» PASSAGE PROVIDED
##############################
Primer sequences for RT‐qPCR
| Gene | Forward (5’→3’) | Reverse(5’→3’) |
|---|---|---|
| miR‐15b | CTCAACTGGTGTCGTGGAGTCGGCAATTCAGTTGAGTGTAAACC | ACACTCCAGCTGGGTTAGCAGCACATCAT |
| USP7 | CGTTCGGAATCCCGTTTTTGCT | TCAAGGTAAGTGTAGCGACTCC |
| KDM6B | TGAAGAACGTCAAGTCCATTGTG | TCCCGCTGTACCTGACAGT |
| U6 | CGCTTC GGCAGCACATATAC | TTCACGAATTTGCGTGTCAT |
| β‐actin | GTGGATCAGCAAGCAGGAGT | ATCCTGAGTCAAGCGCCAAA |
2.11. Western blot analysis
The tissues and cells were lysed by PMSF lysis, split on ice for 30 minutes, and centrifuged at 10 000 rpm at 4℃ for 15 minutes. The supernatant was collected and transferred into the new Eppendorf tube. The protein concentration was measured with BCA Kit (Thermo Fisher Scientific). Next, the protein (30 μg) was separated by polyacrylamide gel electrophoresis and transferred onto a polyvinylidene fluoride (PVDF) membrane at a constant voltage of 80 V. After being blocked with 5% skim milk for 1 hour, the membrane was incubated with the primary rabbit antibodies at 4°C overnight, including USP7 antibody (ab4080, 1:1000), KDM6B antibody (ab38113, 1:b 1000), Runx2 antibody (ab23981, 1:1000), osterix antibody (ab22552, 1:1000), LC3Ⅱ/Ⅰ antibody (ab48364, 1:1000), P62 (ab10901, 1:10 000), and GAPDH antibody (ab181602, 1:10 000). All above antibodies were purchased from Abcam Inc (Cambridge, MA, USA). The membrane was then washed with PBST (PBS containing 0.1% Tween‐20) three times, 10 minutes per time. The membrane was then incubated with horseradish peroxidase (HRP)‐conjugated goat anti‐mouse IgG secondary antibody (ab6721, 1:2000, Abcam) at room temperature for 1 hour, followed by washing with PBST (PBS containing 0.1% Tween‐20) three times, 10 minutes per time. Finally, after scanning and developing with the optical luminescent instrument (GE, Niskayuna, USA), the relative expression of protein was analysed with the software of Image Pro Plus 6.0 (Media Cybernetics, NV, USA).
2.12. Dual‐luciferase reporter gene assay
The target gene analysis of miR‐15b was carried out by microrna.org to verify that USP7 was the direct target of miR‐15b. The synthetic USP7 3'UTR gene fragment was introduced into the pMIR‐reporter (Promega, Madison, WI, USA) using the endonuclease site SpeI and Hind II, and the complementary sequence mutation site of seed sequence was designed on USP7 wild type (WT). After restriction endonuclease digestion, T4 DNA ligase was used to insert the target fragment into the pMIR‐reporter plasmid. The dual‐luciferase reporter gene reporter plasmids of USP7 named as WT and mutant type (MUT) were constructed, both of which were then co‐transfected into HEK‐293T cells (Shanghai Beinuo Biology Co., Ltd. Shanghai, China) with miR‐15b, respectively. After 48 hours of transfection, the cells were collected and lysed, and luciferase activity was detected by luciferase test kit.
##############################
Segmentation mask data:
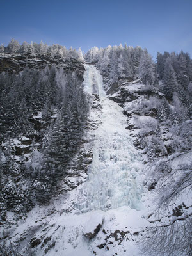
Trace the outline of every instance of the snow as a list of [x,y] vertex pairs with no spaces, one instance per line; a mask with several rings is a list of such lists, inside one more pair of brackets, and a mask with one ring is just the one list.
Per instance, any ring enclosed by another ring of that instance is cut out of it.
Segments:
[[104,216],[98,212],[92,212],[90,219],[88,220],[86,226],[83,228],[84,234],[88,233],[94,234],[97,227],[104,221]]
[[[86,65],[86,69],[84,89],[88,93],[98,93],[102,106],[90,113],[90,118],[98,128],[88,132],[93,139],[93,157],[88,179],[52,200],[49,206],[33,209],[25,221],[13,227],[10,238],[16,241],[26,236],[21,239],[23,252],[33,237],[40,239],[35,248],[39,256],[45,255],[42,244],[47,237],[47,256],[90,256],[93,252],[98,256],[141,256],[140,235],[135,234],[148,225],[143,218],[142,158],[125,129],[127,118],[122,108],[105,97],[99,71],[91,65]],[[39,113],[34,118],[40,116]],[[76,182],[76,178],[69,180]],[[93,233],[98,224],[102,227],[95,238],[84,236]],[[120,233],[122,230],[124,235]]]

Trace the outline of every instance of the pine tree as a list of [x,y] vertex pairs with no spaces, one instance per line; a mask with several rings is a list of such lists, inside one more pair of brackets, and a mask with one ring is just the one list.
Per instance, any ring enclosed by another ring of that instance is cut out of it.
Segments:
[[170,57],[167,58],[164,69],[163,74],[163,92],[170,99],[173,99],[173,93],[177,86],[177,82],[175,71],[173,70],[172,60]]
[[150,85],[154,85],[154,63],[147,49],[145,49],[141,57],[139,66],[139,77],[141,79],[144,84],[147,84],[147,82]]

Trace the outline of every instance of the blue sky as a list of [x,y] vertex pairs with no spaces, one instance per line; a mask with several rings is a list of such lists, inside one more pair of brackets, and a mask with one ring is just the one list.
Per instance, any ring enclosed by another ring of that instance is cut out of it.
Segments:
[[0,42],[14,38],[67,48],[127,43],[157,51],[188,51],[192,57],[191,0],[4,0]]

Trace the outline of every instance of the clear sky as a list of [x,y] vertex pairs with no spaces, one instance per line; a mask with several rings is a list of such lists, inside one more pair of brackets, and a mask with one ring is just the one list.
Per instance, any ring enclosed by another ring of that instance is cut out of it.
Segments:
[[67,48],[127,43],[192,58],[192,0],[0,0],[0,42]]

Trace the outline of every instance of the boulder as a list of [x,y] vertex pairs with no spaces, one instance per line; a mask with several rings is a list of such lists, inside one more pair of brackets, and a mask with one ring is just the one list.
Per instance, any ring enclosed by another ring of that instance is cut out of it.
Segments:
[[100,230],[104,221],[104,218],[102,214],[92,214],[83,229],[83,234],[90,239],[95,237]]

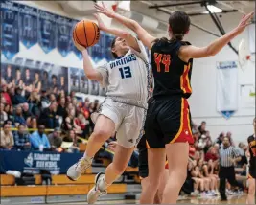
##############################
» CHECK YOUR UNDERSTANDING
• A. In the laboratory methods passage, at what constant voltage was the separated protein transferred onto the PVDF membrane?
• B. Continue the laboratory methods passage after its last sentence.

» REPLIES
• A. 80 V

• B.
2.13. Co‐immunoprecipitation (Co‐IP)
The transfected cells were lysed in lysate buffer (mixture of 50 mmol/L Tris ‐ HCl (pH 7.4), 150 mmol/L NaCl, 10% glycerol, 1 mmol/L EDTA, 0.5% NP‐40 and protease inhibitor) and centrifuged to move cell debris. Cleared cell lysate was incubated with 1 μg anti‐HA (ab9110, 1:70, Abcam, Cambridge, UK), myc (ab32072, 1:100, Abcam, Cambridge, UK), USP7 (ab109109, 1:1000, Abcam, Cambridge, UK), KDM6B (ab38113, 1:100, Abcam, Cambridge, UK) or anti‐FLAG antibody (ab205606, 1:1000, Abcam, Cambridge, UK) and 15 μL protein A/G beads (Santa Cruz Biotechnology, Santa Cruz, CA, USA) for 2 hours. After extensive washing, the beads were boiled at 100℃ for 5 minutes. Proteins were resolved by sodium dodecyl sulphate‐polyacrylamide gel electrophoresis and transferred onto nitrocellulose membranes (Millipore, Temecula, CA, USA), followed by immunoblotting. To detect endogenous protein interactions, cells were lysed in ice‐cold lysis buffer. Cleared cell lysates were incubated with 5 μg anti‐USP7 antibody (ab4080, 1:1000, Abcam, Cambridge, UK) and 20 μL protein A/G beads at 4°C overnight. The anti‐USP7 antibody was used to detect the endogenous KDM6B.
2.14. Cycloheximide chase assay
USP7 and KDM6B were overexpressed in osteoblasts. At 36 hours after transfection, the cells were treated with 50 μg/mL cycloheximide. At different time points after treatment, the proteins extracted from the cells were collected and lysed. Western blot analysis was performed to determine KDM6B protein expression in different time points.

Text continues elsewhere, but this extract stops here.